▶ [SELECTED EXCERPT]:
<<<<

October 2024: Although readership in general continues to fall at 10-15% per annum, my page on the Anhydrite Process, of which I am quite proud, has achieved a high readership, as have the pages on the individual anhydrite plants.

Prior to March 2023, the last cement plant I added to the list was Hartlepools in March 2022. That was a tiny, early plant, that ran for a very short time, and had been easy to miss. However I then found another plant, with a rotary kiln, that ran for 20 years or more between the wars. It is Droylsden. You might well ask - how can a substantial cement plant be completely lost from history for the best part of a century? Read and weep.

Various other long-term projects include raw material databases, accounts of the British Portland Cement Research Association (see index and history), the history of low-heat cement at Rhoose and embellishments of various plant pages for which new information is available. However, these are all in abeyance following my autobiographical page on chemistry, which has sent me into a solipsistic re-working of my early-1970s research work.

About me

xrf bead picture map

On the raw material preparation page, there's a photo of an xrf bead that I took back in 2002, as part of a training programme. I recently noticed that some of my bookshelves can be seen reflected in the bead. In comparison with the exasperating difficulties involved in researching 100-year-old cement plants, it was quite easy to identify many of the books.

>>>>

▶ [WHAT IS ASKED]:
A - Quote the stretch of the cement history notes from "October 2024: Although" through "Read and weep.".
B - List every place named in the cement history notes.
The entries that come next are drawn from an unrelated source.

▶ [SUPPLIED ENTRIES]:
<<<<

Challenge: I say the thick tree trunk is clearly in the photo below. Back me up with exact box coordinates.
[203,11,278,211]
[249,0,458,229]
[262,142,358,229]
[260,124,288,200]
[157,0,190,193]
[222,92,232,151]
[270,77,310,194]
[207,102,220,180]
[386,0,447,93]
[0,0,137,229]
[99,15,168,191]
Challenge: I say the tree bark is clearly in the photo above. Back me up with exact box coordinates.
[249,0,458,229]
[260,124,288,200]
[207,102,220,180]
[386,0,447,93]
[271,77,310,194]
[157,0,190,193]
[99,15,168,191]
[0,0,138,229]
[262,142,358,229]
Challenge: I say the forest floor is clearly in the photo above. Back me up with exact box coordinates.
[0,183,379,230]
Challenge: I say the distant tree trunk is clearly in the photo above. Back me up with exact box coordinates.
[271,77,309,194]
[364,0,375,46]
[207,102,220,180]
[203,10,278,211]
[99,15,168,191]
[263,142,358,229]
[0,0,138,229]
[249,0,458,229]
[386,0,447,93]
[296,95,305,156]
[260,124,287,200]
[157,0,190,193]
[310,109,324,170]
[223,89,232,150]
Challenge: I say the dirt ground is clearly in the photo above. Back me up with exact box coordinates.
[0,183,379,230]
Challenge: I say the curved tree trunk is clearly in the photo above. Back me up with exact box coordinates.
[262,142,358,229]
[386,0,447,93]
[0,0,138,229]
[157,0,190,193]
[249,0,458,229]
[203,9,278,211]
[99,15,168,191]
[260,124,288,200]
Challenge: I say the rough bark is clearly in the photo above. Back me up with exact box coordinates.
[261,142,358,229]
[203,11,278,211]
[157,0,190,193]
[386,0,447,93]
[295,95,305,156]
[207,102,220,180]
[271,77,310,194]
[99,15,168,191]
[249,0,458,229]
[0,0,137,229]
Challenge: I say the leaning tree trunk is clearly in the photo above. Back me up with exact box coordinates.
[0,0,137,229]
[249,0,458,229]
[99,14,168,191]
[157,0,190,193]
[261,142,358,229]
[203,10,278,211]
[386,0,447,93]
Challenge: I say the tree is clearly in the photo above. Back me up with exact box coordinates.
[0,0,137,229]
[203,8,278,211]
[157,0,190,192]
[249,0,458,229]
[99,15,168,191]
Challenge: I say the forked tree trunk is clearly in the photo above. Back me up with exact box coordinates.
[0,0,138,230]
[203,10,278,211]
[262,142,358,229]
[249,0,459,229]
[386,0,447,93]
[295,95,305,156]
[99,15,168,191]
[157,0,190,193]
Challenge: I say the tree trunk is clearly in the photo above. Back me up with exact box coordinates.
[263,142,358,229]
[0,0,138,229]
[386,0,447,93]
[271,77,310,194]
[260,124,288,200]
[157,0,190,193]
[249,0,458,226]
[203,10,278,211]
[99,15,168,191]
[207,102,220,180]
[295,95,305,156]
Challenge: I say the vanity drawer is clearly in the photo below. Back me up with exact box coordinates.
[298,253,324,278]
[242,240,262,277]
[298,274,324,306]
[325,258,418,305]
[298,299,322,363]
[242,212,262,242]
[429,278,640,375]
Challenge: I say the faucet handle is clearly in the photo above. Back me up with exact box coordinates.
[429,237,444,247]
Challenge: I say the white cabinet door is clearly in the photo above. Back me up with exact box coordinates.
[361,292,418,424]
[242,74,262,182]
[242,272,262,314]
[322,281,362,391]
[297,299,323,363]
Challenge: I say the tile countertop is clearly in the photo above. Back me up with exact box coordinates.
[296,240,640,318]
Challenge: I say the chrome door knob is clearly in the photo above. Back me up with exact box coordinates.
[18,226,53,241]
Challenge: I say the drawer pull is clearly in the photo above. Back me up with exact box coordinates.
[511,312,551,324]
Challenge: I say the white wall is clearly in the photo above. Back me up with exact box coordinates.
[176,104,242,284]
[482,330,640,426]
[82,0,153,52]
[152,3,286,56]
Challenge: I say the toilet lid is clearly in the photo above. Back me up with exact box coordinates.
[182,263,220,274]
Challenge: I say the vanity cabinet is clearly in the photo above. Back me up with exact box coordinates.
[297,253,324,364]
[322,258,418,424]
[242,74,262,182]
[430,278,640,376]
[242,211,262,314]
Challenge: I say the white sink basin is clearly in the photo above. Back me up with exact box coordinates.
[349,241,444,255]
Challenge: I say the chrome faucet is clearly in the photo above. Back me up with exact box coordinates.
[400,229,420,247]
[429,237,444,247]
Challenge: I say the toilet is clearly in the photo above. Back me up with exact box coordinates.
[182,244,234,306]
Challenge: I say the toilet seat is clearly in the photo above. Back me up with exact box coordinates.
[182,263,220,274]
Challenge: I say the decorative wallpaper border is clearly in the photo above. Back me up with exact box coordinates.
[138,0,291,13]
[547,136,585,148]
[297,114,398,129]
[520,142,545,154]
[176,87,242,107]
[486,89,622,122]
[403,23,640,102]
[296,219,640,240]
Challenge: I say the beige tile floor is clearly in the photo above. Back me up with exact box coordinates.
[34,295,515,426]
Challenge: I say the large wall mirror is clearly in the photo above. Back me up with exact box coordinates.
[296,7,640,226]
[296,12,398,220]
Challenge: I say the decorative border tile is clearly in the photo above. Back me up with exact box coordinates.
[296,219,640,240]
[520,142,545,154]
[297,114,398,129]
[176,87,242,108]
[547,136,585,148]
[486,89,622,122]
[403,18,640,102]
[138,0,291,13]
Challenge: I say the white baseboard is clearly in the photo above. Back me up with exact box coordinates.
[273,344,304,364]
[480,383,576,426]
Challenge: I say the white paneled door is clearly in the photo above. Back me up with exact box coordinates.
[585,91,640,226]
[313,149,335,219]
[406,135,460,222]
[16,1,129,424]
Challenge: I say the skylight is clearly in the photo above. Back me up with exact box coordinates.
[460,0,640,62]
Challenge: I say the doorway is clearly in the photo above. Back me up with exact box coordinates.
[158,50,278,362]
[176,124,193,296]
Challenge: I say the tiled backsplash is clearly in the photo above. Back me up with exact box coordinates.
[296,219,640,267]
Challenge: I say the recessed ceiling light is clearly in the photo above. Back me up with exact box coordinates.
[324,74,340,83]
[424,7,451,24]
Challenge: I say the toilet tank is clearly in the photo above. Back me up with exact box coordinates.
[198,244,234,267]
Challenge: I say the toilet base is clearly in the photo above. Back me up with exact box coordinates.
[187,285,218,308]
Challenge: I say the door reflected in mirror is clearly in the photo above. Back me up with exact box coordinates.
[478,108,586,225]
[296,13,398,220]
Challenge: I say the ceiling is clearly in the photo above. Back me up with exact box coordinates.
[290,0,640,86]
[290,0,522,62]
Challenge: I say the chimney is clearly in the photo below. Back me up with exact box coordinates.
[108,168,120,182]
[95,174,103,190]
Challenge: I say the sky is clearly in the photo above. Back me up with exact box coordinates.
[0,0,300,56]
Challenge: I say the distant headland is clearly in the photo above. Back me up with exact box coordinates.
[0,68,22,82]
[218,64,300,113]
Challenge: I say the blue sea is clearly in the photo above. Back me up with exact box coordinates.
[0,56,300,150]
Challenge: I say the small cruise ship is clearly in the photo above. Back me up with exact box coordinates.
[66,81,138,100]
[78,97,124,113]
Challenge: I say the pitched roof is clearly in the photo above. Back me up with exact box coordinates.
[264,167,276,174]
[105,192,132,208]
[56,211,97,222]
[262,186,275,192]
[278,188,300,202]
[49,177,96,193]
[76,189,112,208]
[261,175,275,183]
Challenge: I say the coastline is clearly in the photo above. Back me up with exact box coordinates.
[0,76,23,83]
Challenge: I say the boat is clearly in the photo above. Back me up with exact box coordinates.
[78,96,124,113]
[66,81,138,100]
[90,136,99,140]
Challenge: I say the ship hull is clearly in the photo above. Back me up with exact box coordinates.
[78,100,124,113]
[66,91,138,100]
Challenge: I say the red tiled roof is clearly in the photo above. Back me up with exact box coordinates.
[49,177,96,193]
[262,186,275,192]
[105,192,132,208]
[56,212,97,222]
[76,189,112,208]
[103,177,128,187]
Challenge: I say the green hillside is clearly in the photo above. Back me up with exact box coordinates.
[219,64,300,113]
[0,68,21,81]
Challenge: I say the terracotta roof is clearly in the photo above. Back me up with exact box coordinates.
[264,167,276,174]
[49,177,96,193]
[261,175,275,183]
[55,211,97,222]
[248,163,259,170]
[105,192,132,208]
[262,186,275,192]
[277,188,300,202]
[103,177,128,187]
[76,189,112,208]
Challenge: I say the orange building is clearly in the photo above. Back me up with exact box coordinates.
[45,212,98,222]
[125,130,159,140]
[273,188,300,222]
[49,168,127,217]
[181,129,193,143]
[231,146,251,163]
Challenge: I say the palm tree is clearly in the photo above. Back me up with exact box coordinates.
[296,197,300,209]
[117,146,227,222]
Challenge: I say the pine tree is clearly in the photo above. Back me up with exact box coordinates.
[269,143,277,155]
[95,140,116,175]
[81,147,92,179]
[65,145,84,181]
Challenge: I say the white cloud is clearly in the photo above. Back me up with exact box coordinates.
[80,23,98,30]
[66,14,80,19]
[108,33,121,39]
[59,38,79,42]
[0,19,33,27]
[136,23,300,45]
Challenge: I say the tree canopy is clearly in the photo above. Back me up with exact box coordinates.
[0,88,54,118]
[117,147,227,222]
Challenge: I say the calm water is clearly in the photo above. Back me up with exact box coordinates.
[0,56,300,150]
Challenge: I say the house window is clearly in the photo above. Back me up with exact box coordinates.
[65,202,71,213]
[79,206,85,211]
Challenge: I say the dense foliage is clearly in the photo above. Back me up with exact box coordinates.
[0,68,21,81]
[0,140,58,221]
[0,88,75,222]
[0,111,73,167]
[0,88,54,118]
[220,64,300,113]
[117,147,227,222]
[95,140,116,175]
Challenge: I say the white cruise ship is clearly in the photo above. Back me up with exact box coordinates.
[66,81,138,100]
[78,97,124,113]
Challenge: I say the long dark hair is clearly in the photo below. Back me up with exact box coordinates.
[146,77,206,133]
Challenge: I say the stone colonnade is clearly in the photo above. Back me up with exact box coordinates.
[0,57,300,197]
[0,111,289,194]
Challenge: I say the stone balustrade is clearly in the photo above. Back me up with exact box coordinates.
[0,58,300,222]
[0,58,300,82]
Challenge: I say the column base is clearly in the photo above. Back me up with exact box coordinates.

>>>>

▶ [EXERCISE RESPONSES]:
A -
October 2024: Although readership in general continues to fall at 10-15% per annum, my page on the Anhydrite Process, of which I am quite proud, has achieved a high readership, as have the pages on the individual anhydrite plants.

Prior to March 2023, the last cement plant I added to the list was Hartlepools in March 2022. That was a tiny, early plant, that ran for a very short time, and had been easy to miss. However I then found another plant, with a rotary kiln, that ran for 20 years or more between the wars. It is Droylsden. You might well ask - how can a substantial cement plant be completely lost from history for the best part of a century? Read and weep.

B - Hartlepools, Droylsden, Rhoose